* **Data for the task**:
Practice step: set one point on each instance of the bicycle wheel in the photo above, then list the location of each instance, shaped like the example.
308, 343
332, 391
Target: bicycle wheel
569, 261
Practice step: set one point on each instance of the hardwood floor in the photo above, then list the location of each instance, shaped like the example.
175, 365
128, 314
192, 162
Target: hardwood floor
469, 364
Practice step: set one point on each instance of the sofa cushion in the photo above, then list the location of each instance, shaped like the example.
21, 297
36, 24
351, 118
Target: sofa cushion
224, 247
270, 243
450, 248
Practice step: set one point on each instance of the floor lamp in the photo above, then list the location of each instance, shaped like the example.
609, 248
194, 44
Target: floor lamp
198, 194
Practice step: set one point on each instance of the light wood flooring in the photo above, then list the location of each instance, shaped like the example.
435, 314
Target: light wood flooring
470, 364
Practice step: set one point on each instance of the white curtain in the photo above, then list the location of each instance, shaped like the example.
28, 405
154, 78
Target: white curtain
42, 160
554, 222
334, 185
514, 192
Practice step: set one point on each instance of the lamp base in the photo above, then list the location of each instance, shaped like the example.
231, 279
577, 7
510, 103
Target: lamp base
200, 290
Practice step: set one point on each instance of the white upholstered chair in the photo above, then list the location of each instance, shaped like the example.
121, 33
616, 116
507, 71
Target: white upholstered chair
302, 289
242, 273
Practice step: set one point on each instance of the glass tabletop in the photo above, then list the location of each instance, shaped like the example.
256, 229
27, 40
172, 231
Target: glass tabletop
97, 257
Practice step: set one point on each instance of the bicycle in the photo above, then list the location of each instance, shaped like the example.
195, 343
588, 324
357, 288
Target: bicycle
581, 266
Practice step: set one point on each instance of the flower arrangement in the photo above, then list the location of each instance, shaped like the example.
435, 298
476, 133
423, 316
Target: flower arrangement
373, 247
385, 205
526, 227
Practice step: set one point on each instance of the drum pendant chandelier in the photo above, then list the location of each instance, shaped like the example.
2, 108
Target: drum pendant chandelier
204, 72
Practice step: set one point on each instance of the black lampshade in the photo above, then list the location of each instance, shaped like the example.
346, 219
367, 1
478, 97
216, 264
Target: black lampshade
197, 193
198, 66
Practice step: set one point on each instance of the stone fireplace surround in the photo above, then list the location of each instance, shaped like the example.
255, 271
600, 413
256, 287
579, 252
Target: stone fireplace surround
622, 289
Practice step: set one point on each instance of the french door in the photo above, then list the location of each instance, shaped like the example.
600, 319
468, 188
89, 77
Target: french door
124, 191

* **Problem details**:
An exact copy of every line above, start to finish, is required.

* **Solution for this task**:
Practice step: set one point on each instance of the bicycle wheel in the photo above, then list the location of each instance, shaped like the example.
308, 343
332, 391
Target: bicycle wheel
569, 261
Practice step: set one point on each instance of the hardwood floor in the photo above, then list the location of each instance, shaped like the example.
175, 365
128, 314
192, 162
Target: hardwood floor
469, 364
Practice step: set one point on each instance of the sofa cushion in the photo above, then list the location of each instance, shaped like the example.
21, 297
36, 24
351, 118
Target: sofa cushion
224, 247
270, 243
450, 248
Practice step: set one point on each instance of the floor lamp in the photo above, then list the location of each instance, shaped like the example.
609, 248
194, 44
Target: floor lamp
198, 194
Practice step: set one point on each instance of the light wood flooring in the photo above, then list the location of each instance, shaped like the example.
435, 314
Target: light wood flooring
470, 364
Practice step: set one point on each instance of the white curtain in the photo above, then list the location of each instance, shaped like the example.
28, 405
154, 78
Target: white curtain
42, 160
554, 222
334, 185
514, 192
Practice step: set one point on each instance of the lamp base in the photo above, then list the location of each instance, shaped like the example.
231, 279
577, 7
510, 103
Target: lamp base
200, 290
Practice step: set one point on each instance of the white upholstered chair in the photo above, then list the location of each instance, shaped like the example.
121, 33
616, 116
507, 71
Target: white upholstered chair
302, 289
242, 273
Practice step: set one point on each instance of the glass tabletop in the photo above, then list the location of each instance, shaped like the example.
256, 229
27, 40
172, 231
Target: glass tabletop
97, 257
Practice step: set one point on each instance of the bicycle in the photo above, then list the location of each instance, shaped like the example.
195, 343
588, 324
357, 288
Target: bicycle
581, 266
Practice step: set one point on each instance of the flower arrangement in the photo above, then list the location of each instance, shaped like the example.
435, 298
476, 133
423, 316
Target: flower arrangement
373, 247
385, 205
526, 227
Practice step: set one point on each instance of the drum pendant chandelier in the photo above, then list the location of each instance, shaped like the example.
2, 108
Target: drum pendant chandelier
204, 72
Practice step: set one point on each instance of the black lampshade in the photo above, then list the location of each instance, shaped like the example.
346, 219
367, 1
478, 97
216, 264
Target: black lampshade
197, 193
198, 66
Practice step: set one point on each instance of the stone fireplace surround in the photo above, then list the location of each instance, shaped like the example.
255, 271
600, 413
256, 287
579, 252
Target: stone fireplace surround
622, 289
Practice step: set one point on each instance of the french door in the photo above, then list the location of each instance, shaped like the example.
600, 319
468, 188
89, 77
Target: french door
124, 191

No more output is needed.